### Document excerpt

Ryan Lauderdale: Haunted Futures

Ryan Lauderdale: Haunted Futures

Ryan Lauderdale: Haunted Futures

Ryan Lauderdale’s multi-disciplinary practice involves sculpture, photography, painting, and video. It often deals with the seductive qualities related to the materials he uses like light, reflective surfaces, and transparency. But to look at his work as a mere sum of its material effects, however, would fall short of the mark. It also addresses the ambient environment surrounding it. For the viewer, the locus of Lauderdale’s work is an expanded field where the work forms relationships with other things tangentially involved within its aesthetic nexus. Because of this, the influences he brings are also integral to his practice. Subjects like defunct shopping malls, brutalist architecture, ambient music—even theorist Mark Fisher’s discussion of Capitalist Realism— all shape the mood and tone of his sculptures, images, and paintings. The result is an approach to art-making where images, objects, and ideas belie an awareness of the residual aesthetic substance lingering in their peripheral arena.

Beginning with Lauderdale’s sculptural work, the materials he commonly uses are commercial and architectural in nature: Formica, metal, glass, and fluorescent light fixtures. Installed on the floor or on the wall, the sculptures transition between functionality and abstraction, while their use of light raises issues of domesticity as well as the light and space movement. Lauderdale often places discreet personal objects in his physical compositions too—for example, a rose, a glazed pot, or a small collectible. These items lend a personal, almost private, touch to the work.

Internal Pastoral, 2018
Formica, birch plywood, fluorescent bulb, glass, mirrors, CB2 table parts, anodized aluminum, Ikea lamps, kelp noodles, resin, audio cords, zip-ties, power-strip, various hardware

The personal and private are further drawn out as Lauderdale places and documents his work within a domestic environment. The work Internal Pastoral stands as a perfect example here. Made out of the aforementioned Formica, fluorescent lights, and glass; the work also involves ready-made domestic components like CB2 table parts and Ikea lamps. These commercial products are combined with his own hand-made forms, producing a hybrid of the commercial and the personal. The transparent objects he makes from kelp noodles cast in resin, for example, are paired with incandescent lights; creating a warm, softened glow that disperses over the work. Audio cables, like the type used to plug in guitars to an amplifier, are used to connect different components in the work; customizing their intended use.

######

## Exercises
**a.** In the essay on Ryan Lauderdale, what are the transparent objects in Internal Pastoral made from?
**b.** List the materials that the essay on Ryan Lauderdale says he commonly uses in his sculptural work.
**c.** Pick up the essay on Ryan Lauderdale after its final sentence and keep writing it.

### Material provided

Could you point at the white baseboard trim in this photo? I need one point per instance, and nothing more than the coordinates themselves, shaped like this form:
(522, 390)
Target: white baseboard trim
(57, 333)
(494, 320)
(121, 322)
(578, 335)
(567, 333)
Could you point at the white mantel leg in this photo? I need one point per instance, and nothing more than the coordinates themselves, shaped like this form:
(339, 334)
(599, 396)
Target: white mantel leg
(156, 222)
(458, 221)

######

## The replies
**a.** Kelp noodles cast in resin.

**b.** Formica, metal, glass, and fluorescent light fixtures.

**c.**
In reference to architecture, like many of Lauderdale’s works, Internal Pastoral is angular. Here, triangular parts rise into the air and defy gravity, like domestically-scaled architectural buttresses or scaffolds. The tiered-metal components and wiring add to the allusion to their industrial staging and purpose. Considering the contextual gravity of these works, however, which he calls “possible interiors”, several other issues emerge. First, is the suggestion of a more private, permanent space for the work to be shown in vs., say, the typical cold white walls of a gallery setting or the ubiquitous post feed. Today, it seems we generally consider artwork to have entered public discourse the moment it’s shared. But here, the object maintains a certain autonomy by its connection to the location it was documented in. It becomes somewhat liberated from the premature death caused by the scroll or the next show in the exhibition cycle. It has a place where it lives and belongs. The work also seems intent on revealing what our more inner, private relationships with objects and images might be.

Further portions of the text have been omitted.